EXCERPT TO READ below:

SSH Machine Identity Management for Dummies
What is SSH tunneling?
SSH tunneling is a method of transporting arbitrary networking data over an encrypted SSH connection. It can be used to add encryption to legacy applications. It can also be used to implement VPNs and access intranet services across firewalls.
SSH is the standard used for secure remote logins and file transfers over untrusted networks. It also provides a way to secure the data traffic of any given application using port forwarding, basically tunneling any TCP/IP port over SSH. This means that the application data traffic is directed to flow inside an encrypted SSH connection so that it cannot be eavesdropped or intercepted while it is in transit. SSH tunneling enables adding network security to legacy applications that do not natively support encryption.
Using SSH to Tunnel Criminal Activities
As useful as SSH tunneling is, it also creates risk that needs to be addressed by corporate IT security teams. SSH connections are protected with strong encryption. This makes their content invisible to most deployed network monitoring and traffic filtering solutions. This invisibility carries considerable risk potential if it is exploited for malicious purposes such as data exfiltration. Cybercriminals or malware could exploit SSH tunnels to hide their unauthorized communications, or to exfiltrate stolen data from the target network.

End of EXCERPT TO READ.
INFORMATION PROVIDED below:

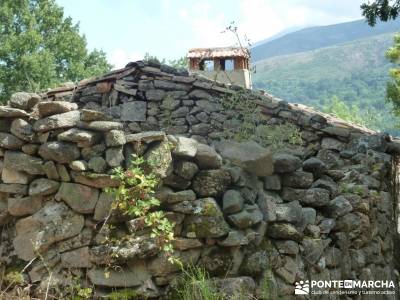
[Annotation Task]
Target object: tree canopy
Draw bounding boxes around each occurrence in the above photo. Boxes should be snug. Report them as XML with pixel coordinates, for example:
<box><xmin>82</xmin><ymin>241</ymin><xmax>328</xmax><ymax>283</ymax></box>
<box><xmin>361</xmin><ymin>0</ymin><xmax>400</xmax><ymax>26</ymax></box>
<box><xmin>0</xmin><ymin>0</ymin><xmax>111</xmax><ymax>101</ymax></box>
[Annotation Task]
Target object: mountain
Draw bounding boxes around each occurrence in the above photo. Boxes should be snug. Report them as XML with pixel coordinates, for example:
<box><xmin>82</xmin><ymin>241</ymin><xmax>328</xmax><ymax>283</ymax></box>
<box><xmin>250</xmin><ymin>20</ymin><xmax>400</xmax><ymax>62</ymax></box>
<box><xmin>252</xmin><ymin>33</ymin><xmax>400</xmax><ymax>135</ymax></box>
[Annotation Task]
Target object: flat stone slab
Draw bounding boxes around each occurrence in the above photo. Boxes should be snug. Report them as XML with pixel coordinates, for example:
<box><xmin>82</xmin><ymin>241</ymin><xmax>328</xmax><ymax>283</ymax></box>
<box><xmin>121</xmin><ymin>101</ymin><xmax>147</xmax><ymax>122</ymax></box>
<box><xmin>125</xmin><ymin>131</ymin><xmax>165</xmax><ymax>143</ymax></box>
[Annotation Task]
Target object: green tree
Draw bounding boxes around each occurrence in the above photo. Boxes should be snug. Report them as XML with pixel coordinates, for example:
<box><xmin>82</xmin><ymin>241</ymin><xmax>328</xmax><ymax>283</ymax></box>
<box><xmin>0</xmin><ymin>0</ymin><xmax>111</xmax><ymax>101</ymax></box>
<box><xmin>323</xmin><ymin>96</ymin><xmax>375</xmax><ymax>128</ymax></box>
<box><xmin>361</xmin><ymin>0</ymin><xmax>400</xmax><ymax>26</ymax></box>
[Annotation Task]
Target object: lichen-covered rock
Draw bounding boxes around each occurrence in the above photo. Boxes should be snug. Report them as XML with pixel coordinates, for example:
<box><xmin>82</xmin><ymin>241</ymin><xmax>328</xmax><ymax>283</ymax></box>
<box><xmin>93</xmin><ymin>192</ymin><xmax>115</xmax><ymax>221</ymax></box>
<box><xmin>174</xmin><ymin>160</ymin><xmax>199</xmax><ymax>180</ymax></box>
<box><xmin>145</xmin><ymin>141</ymin><xmax>173</xmax><ymax>178</ymax></box>
<box><xmin>69</xmin><ymin>171</ymin><xmax>120</xmax><ymax>189</ymax></box>
<box><xmin>29</xmin><ymin>178</ymin><xmax>60</xmax><ymax>196</ymax></box>
<box><xmin>183</xmin><ymin>215</ymin><xmax>230</xmax><ymax>238</ymax></box>
<box><xmin>303</xmin><ymin>157</ymin><xmax>327</xmax><ymax>178</ymax></box>
<box><xmin>33</xmin><ymin>110</ymin><xmax>80</xmax><ymax>132</ymax></box>
<box><xmin>228</xmin><ymin>204</ymin><xmax>263</xmax><ymax>229</ymax></box>
<box><xmin>173</xmin><ymin>137</ymin><xmax>197</xmax><ymax>158</ymax></box>
<box><xmin>1</xmin><ymin>168</ymin><xmax>31</xmax><ymax>184</ymax></box>
<box><xmin>0</xmin><ymin>183</ymin><xmax>28</xmax><ymax>196</ymax></box>
<box><xmin>0</xmin><ymin>106</ymin><xmax>29</xmax><ymax>118</ymax></box>
<box><xmin>88</xmin><ymin>156</ymin><xmax>107</xmax><ymax>173</ymax></box>
<box><xmin>81</xmin><ymin>109</ymin><xmax>106</xmax><ymax>122</ymax></box>
<box><xmin>13</xmin><ymin>202</ymin><xmax>84</xmax><ymax>261</ymax></box>
<box><xmin>87</xmin><ymin>264</ymin><xmax>151</xmax><ymax>288</ymax></box>
<box><xmin>217</xmin><ymin>230</ymin><xmax>249</xmax><ymax>247</ymax></box>
<box><xmin>282</xmin><ymin>188</ymin><xmax>330</xmax><ymax>207</ymax></box>
<box><xmin>264</xmin><ymin>175</ymin><xmax>282</xmax><ymax>191</ymax></box>
<box><xmin>282</xmin><ymin>171</ymin><xmax>314</xmax><ymax>188</ymax></box>
<box><xmin>61</xmin><ymin>247</ymin><xmax>92</xmax><ymax>268</ymax></box>
<box><xmin>0</xmin><ymin>132</ymin><xmax>24</xmax><ymax>150</ymax></box>
<box><xmin>267</xmin><ymin>223</ymin><xmax>303</xmax><ymax>242</ymax></box>
<box><xmin>57</xmin><ymin>128</ymin><xmax>99</xmax><ymax>147</ymax></box>
<box><xmin>328</xmin><ymin>196</ymin><xmax>353</xmax><ymax>218</ymax></box>
<box><xmin>167</xmin><ymin>190</ymin><xmax>196</xmax><ymax>203</ymax></box>
<box><xmin>240</xmin><ymin>250</ymin><xmax>268</xmax><ymax>277</ymax></box>
<box><xmin>4</xmin><ymin>151</ymin><xmax>45</xmax><ymax>175</ymax></box>
<box><xmin>39</xmin><ymin>141</ymin><xmax>80</xmax><ymax>164</ymax></box>
<box><xmin>194</xmin><ymin>143</ymin><xmax>222</xmax><ymax>169</ymax></box>
<box><xmin>192</xmin><ymin>170</ymin><xmax>231</xmax><ymax>197</ymax></box>
<box><xmin>217</xmin><ymin>141</ymin><xmax>273</xmax><ymax>176</ymax></box>
<box><xmin>37</xmin><ymin>101</ymin><xmax>78</xmax><ymax>118</ymax></box>
<box><xmin>88</xmin><ymin>121</ymin><xmax>123</xmax><ymax>132</ymax></box>
<box><xmin>276</xmin><ymin>201</ymin><xmax>302</xmax><ymax>224</ymax></box>
<box><xmin>69</xmin><ymin>160</ymin><xmax>89</xmax><ymax>171</ymax></box>
<box><xmin>106</xmin><ymin>147</ymin><xmax>124</xmax><ymax>167</ymax></box>
<box><xmin>10</xmin><ymin>119</ymin><xmax>35</xmax><ymax>142</ymax></box>
<box><xmin>105</xmin><ymin>129</ymin><xmax>126</xmax><ymax>147</ymax></box>
<box><xmin>7</xmin><ymin>196</ymin><xmax>42</xmax><ymax>217</ymax></box>
<box><xmin>222</xmin><ymin>190</ymin><xmax>244</xmax><ymax>214</ymax></box>
<box><xmin>125</xmin><ymin>131</ymin><xmax>166</xmax><ymax>144</ymax></box>
<box><xmin>10</xmin><ymin>92</ymin><xmax>40</xmax><ymax>110</ymax></box>
<box><xmin>274</xmin><ymin>153</ymin><xmax>301</xmax><ymax>173</ymax></box>
<box><xmin>55</xmin><ymin>182</ymin><xmax>99</xmax><ymax>214</ymax></box>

End of INFORMATION PROVIDED.

• _EXERCISES_
**1)** How would you put the sentence "SSH connections are protected with strong encryption." from the SSH tunneling excerpt above into Spanish?
**2)** Repeat word for word the part of the SSH tunneling excerpt starting with "SSH tunneling is a" and going on through "services across firewalls.".
**3)** In the SSH tunneling excerpt above, what uses of SSH tunneling does the first paragraph under the heading "What is SSH tunneling?" list?

• _RESULTS FOR EACH TASK_
**1)** Las conexiones SSH están protegidas con un cifrado fuerte.

**2)**
SSH tunneling is a method of transporting arbitrary networking data over an encrypted SSH connection. It can be used to add encryption to legacy applications. It can also be used to implement VPNs and access intranet services across firewalls.

**3)**
- Adding encryption to legacy applications
- Implementing VPNs
- Accessing intranet services across firewalls